EXTRACT TO READ.
Seven Bad Habits of a Trader: Trading Habit #6 – Hesitation

Trading Habit #6 – Hesitation

Happy Makara Sakranti to all fellow traders, May this harvest season bring you prosperity & positivity

You are watching a stock that has all the signals you look for in an opportunity. The proper point to enter comes, but you wait. You second guess the opportunity and don’t buy the stock. Or, you bid for the stock at a price that is not likely to get filled if the opportunity does pan out the way you anticipate it will. As a result, you get left behind while the market pushes the stock higher.

A short while after the initial entry signal, when the stock has made a decent gain, you decide to finally enter the trade. After all, the market has proven your analysis correct, so you must be smart, and right! Not long after you enter, the stock turns south and you end up with a losing trade. If only you had bought when you first thought about it.

LISTING.
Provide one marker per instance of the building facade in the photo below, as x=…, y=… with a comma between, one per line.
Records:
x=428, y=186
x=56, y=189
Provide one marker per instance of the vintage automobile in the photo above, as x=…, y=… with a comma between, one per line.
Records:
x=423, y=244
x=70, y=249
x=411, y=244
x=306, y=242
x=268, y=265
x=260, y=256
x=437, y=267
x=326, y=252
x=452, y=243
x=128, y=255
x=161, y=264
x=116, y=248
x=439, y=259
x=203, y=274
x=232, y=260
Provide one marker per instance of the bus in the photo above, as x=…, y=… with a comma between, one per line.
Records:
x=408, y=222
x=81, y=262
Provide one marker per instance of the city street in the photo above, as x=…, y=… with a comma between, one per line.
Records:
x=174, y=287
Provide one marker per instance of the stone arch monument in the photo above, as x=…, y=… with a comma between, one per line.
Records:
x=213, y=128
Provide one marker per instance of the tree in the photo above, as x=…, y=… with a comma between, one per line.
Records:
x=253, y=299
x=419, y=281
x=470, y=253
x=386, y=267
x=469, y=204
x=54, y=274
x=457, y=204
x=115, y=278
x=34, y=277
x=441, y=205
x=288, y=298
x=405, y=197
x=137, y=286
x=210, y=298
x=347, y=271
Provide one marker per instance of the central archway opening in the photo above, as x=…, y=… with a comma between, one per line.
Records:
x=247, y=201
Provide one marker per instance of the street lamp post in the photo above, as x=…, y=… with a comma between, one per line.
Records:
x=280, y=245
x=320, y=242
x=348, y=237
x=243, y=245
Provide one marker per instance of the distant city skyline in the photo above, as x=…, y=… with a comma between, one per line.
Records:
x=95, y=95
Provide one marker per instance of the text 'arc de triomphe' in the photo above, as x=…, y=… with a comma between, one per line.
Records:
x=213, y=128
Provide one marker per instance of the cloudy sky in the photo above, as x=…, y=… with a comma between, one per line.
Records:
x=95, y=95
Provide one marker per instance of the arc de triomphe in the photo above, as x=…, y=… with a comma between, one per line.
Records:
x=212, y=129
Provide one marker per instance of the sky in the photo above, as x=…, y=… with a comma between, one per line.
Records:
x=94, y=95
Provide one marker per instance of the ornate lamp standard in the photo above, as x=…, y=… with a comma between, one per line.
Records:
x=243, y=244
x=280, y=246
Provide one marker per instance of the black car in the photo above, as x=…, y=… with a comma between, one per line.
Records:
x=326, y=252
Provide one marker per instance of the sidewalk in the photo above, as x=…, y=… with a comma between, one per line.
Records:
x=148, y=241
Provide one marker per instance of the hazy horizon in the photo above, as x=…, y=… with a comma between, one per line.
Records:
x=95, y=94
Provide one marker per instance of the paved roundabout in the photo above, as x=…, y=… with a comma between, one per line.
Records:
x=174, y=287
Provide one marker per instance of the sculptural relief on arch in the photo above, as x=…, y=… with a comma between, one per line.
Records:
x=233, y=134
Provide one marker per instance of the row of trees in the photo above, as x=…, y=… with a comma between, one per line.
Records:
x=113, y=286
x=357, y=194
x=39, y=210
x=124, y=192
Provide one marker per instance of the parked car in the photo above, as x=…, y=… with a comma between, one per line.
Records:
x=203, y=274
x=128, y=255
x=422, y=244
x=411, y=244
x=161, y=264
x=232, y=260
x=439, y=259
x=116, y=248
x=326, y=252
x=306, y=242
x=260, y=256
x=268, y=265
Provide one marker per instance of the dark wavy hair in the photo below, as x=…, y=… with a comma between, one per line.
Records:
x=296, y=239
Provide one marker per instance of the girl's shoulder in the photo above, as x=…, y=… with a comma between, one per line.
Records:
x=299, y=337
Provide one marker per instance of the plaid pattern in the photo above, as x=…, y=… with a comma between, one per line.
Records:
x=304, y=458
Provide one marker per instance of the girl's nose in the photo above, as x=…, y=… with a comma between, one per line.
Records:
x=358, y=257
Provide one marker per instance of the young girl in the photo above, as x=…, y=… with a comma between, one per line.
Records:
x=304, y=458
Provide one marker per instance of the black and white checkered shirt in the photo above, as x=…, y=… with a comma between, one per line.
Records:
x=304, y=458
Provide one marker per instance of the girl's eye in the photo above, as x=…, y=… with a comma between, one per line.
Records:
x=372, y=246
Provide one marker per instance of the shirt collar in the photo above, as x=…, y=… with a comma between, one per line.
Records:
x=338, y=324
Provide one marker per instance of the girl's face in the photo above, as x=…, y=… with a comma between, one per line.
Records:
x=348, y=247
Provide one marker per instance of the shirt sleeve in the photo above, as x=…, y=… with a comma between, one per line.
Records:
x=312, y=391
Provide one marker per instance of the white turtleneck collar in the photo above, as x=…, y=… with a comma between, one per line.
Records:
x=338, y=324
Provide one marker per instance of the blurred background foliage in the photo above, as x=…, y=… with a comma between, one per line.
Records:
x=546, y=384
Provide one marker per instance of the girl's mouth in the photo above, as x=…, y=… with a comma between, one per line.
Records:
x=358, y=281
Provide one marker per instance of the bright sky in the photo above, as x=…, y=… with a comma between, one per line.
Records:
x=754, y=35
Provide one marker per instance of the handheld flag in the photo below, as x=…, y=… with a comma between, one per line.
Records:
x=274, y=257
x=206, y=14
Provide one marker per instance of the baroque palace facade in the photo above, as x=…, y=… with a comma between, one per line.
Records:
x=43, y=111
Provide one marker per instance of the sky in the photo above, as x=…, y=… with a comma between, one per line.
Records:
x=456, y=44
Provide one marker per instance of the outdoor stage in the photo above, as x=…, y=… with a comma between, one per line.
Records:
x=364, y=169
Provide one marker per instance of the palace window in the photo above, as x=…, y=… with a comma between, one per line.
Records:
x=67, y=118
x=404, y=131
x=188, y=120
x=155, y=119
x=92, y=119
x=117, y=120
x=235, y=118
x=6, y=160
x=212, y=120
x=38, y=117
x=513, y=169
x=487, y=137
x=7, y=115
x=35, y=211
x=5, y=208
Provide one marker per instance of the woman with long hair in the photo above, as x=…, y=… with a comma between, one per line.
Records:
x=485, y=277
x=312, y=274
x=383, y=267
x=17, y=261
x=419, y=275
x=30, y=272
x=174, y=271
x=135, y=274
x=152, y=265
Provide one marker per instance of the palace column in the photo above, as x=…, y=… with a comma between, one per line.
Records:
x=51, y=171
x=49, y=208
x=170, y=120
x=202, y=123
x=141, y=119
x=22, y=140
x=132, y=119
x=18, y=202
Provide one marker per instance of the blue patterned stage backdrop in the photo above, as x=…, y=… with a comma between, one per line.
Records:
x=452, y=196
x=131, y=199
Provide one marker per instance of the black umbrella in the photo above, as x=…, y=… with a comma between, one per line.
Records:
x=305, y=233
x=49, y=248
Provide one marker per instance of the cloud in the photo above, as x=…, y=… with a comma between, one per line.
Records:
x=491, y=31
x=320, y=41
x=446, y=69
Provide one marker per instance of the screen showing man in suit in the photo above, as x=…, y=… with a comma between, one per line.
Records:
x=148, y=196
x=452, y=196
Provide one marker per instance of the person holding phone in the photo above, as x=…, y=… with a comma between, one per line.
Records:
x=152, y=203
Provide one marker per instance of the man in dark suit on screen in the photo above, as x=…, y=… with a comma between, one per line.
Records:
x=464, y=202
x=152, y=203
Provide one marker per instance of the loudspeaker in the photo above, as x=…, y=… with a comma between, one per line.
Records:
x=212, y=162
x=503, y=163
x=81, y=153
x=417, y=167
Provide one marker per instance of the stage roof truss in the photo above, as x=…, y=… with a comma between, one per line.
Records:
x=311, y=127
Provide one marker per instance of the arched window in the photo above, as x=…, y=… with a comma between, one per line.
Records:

SET OF TASKS.
**a)** Substitute "festive season" for "harvest season" in the hesitation article, starting at "Happy Makara Sakranti" and ending at "the stock higher.", and give that stretch.
**b)** Please convert the listing, starting at the line that contains "Provide one marker per instance of the cloudy" and ending at the line that contains "x=233, y=134", into a JSON list of strings with one string per line and blank lines left out.
The listing is unrelated to the hesitation article.

ANSWERS PER TASK.
**a)**
Happy Makara Sakranti to all fellow traders, May this festive season bring you prosperity & positivity

You are watching a stock that has all the signals you look for in an opportunity. The proper point to enter comes, but you wait. You second guess the opportunity and don’t buy the stock. Or, you bid for the stock at a price that is not likely to get filled if the opportunity does pan out the way you anticipate it will. As a result, you get left behind while the market pushes the stock higher.

**b)**
[
  "Provide one marker per instance of the cloudy sky in the photo above, as x=…, y=… with a comma between, one per line.",
  "Records:",
  "x=95, y=95",
  "Provide one marker per instance of the arc de triomphe in the photo above, as x=…, y=… with a comma between, one per line.",
  "Records:",
  "x=212, y=129",
  "Provide one marker per instance of the sky in the photo above, as x=…, y=… with a comma between, one per line.",
  "Records:",
  "x=94, y=95",
  "Provide one marker per instance of the ornate lamp standard in the photo above, as x=…, y=… with a comma between, one per line.",
  "Records:",
  "x=243, y=244",
  "x=280, y=246",
  "Provide one marker per instance of the black car in the photo above, as x=…, y=… with a comma between, one per line.",
  "Records:",
  "x=326, y=252",
  "Provide one marker per instance of the sidewalk in the photo above, as x=…, y=… with a comma between, one per line.",
  "Records:",
  "x=148, y=241",
  "Provide one marker per instance of the hazy horizon in the photo above, as x=…, y=… with a comma between, one per line.",
  "Records:",
  "x=95, y=94",
  "Provide one marker per instance of the paved roundabout in the photo above, as x=…, y=… with a comma between, one per line.",
  "Records:",
  "x=174, y=287",
  "Provide one marker per instance of the sculptural relief on arch in the photo above, as x=…, y=… with a comma between, one per line.",
  "Records:",
  "x=233, y=134"
]